Yes! Maternity leave is amazing so far, and I've definitely done some relaxing (mostly in the form of sleeping in), but have also been jam packed with social activities so it's been pretty busy. Tonight we are having a BBQ with some friends at our house, so I'm trying to decide if I can handle an outing in the afternoon or if I should just stay home and relax! I am glad you will finish weeks 2 weeks early next time! I definitely recommend the relaxation time! 

Eeps! Sorry about all your health issues but I do hope all these doctors and specialists can get to the bottom of whatever you're dealing with. 

Job hunting can be really tough when you have so many specifications, but it will be worth it to hold out for all your "non-negotiables"! My DH took 8 months of pursuing this bank job before he finally got it, and now he has the hours, the pay and the type of job he really wanted...SO worth it...even though the wait was hard! I am confident you'll find just the right fit soon.

So sorry to hear about your BFF's 4th miscarriage. :( It is both awful but also probably comforting to her that you can relate. I am so glad you're going to have a pampering weekend together. You both deserve that SO much. Drink lots of wine and eat lots of chocolate! 

Yes, I'm planning for baby to be in our room for the first 4-6 months! And thankfully our bedroom is mostly in order despite all the chaos everywhere else.

Funny you should say that, because I had my "bloody show" (or some twin version of it) this past Wednesday, and I think now I am just gradually losing the rest of my mucus plug. I know when you lose it gradually it can be weeks before actual labour, but I was surprised to get the "bloody show" and not have labour start shortly after so not sure if it was a false start or not. How long after your bloody show did you go into labour with Hunter?

Aside from that, it is not consistent, but my Braxton Hicks have really ramped up so they are now accompanied by (mildly) painful cramping and pressure that is so intense I sometimes have to get on all fours and use my breathing techniques to get through it (not always, but sometimes). They have no real pattern so I know my body is just practicing still but it's interesting that they've gotten so much more intense in the last week or two.

At my 36 1/2 week appointment I was 1 cm dilated, 50% effaced, and baby was dropped but not quite engaged yet. She did not check this week as she says it doesn't really make a difference anyway. I will probably ask for a membrane sweep at my 39 1/2 week appointment so she'll probably check again then.

Anything else new with you? What exactly are your pampering plans with your BFF?

Mrs W - What's new with you?


----------



## detterose

Hey Lit! Great to hear DH is doing well on his modules, my sister sounds a lot like him, says how hard her exams etc are and then passes with flying colours every single time :haha:

Oh enjoy your sleep ins and social outings, but make sure you make some quiet time for yourself too! Not too much longer to go :winkwink: I am still in disbelief, only feels like last month that you posted your BFP!

◇ ◇ ◇ ◇ ◇

Quote the forum thread above word for word, between "At my 36 1/2" and "What's new with you?", inclusive.

**Given material:**
◇ ◇ ◇ ◇ ◇

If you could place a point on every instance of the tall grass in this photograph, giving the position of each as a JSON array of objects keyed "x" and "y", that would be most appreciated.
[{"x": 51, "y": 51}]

◇ ◇ ◇ ◇ ◇

**Output of the task:**
At my 36 1/2 week appointment I was 1 cm dilated, 50% effaced, and baby was dropped but not quite engaged yet. She did not check this week as she says it doesn't really make a difference anyway. I will probably ask for a membrane sweep at my 39 1/2 week appointment so she'll probably check again then.

Anything else new with you? What exactly are your pampering plans with your BFF?

Mrs W - What's new with you?